Collect each line of the records that contains the word "container" and copy it out in full.

--- Begin ---

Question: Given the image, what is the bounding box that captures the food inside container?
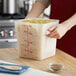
[15,19,59,60]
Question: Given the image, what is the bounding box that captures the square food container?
[15,19,59,60]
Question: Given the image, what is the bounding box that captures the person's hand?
[47,24,68,39]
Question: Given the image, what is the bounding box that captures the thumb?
[48,25,57,31]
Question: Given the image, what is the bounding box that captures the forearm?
[61,13,76,30]
[26,1,46,18]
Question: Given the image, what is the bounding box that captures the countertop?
[0,48,76,76]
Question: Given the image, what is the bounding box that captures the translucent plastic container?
[15,19,59,60]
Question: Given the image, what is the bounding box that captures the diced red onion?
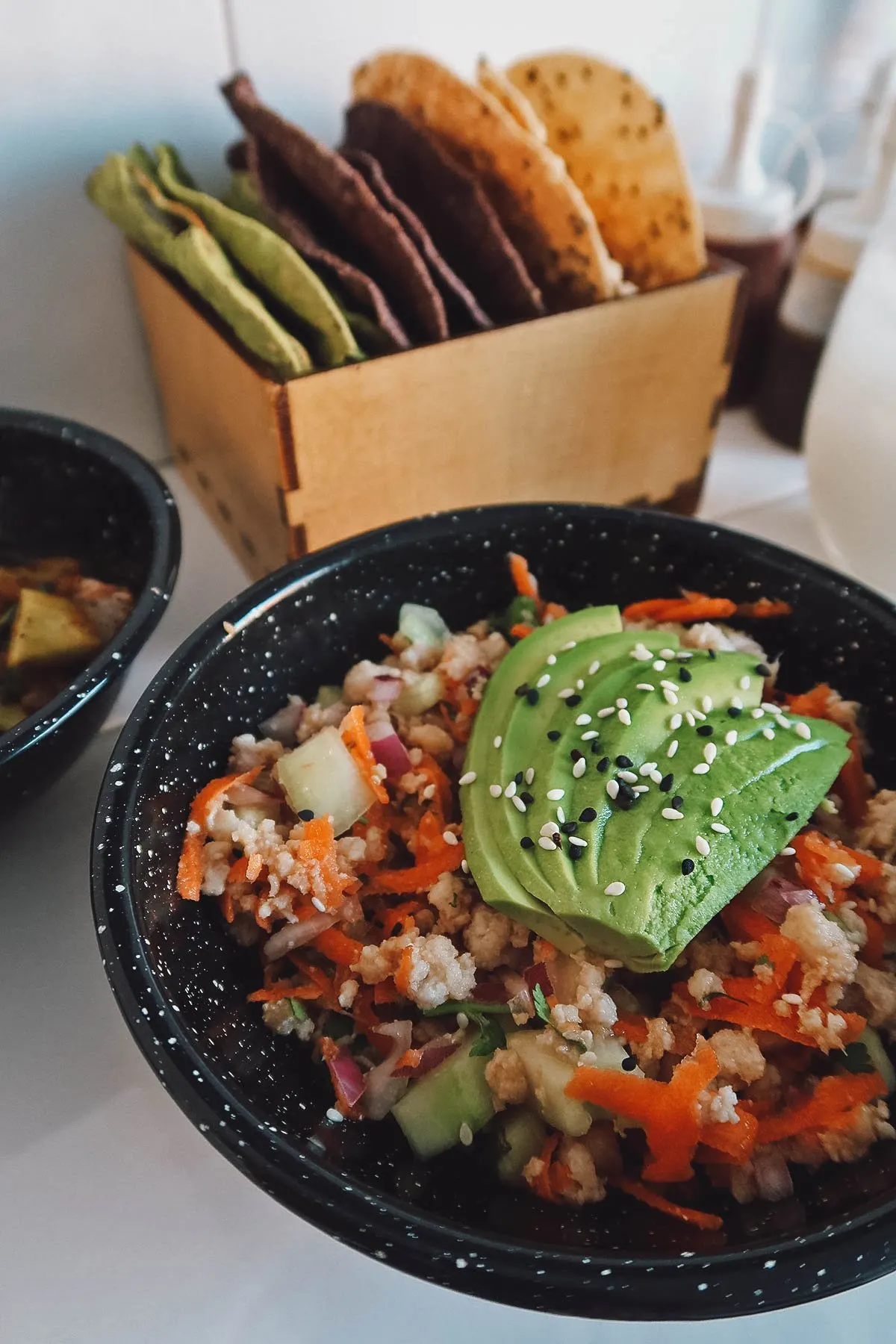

--- End ---

• The completed task
Question: Given the image, what is the bounding box that captures the food inside container?
Question: Given the image, what is the bounding box that captures the square food container?
Question: Given the image, what is the bounding box that captures the translucent plastic container?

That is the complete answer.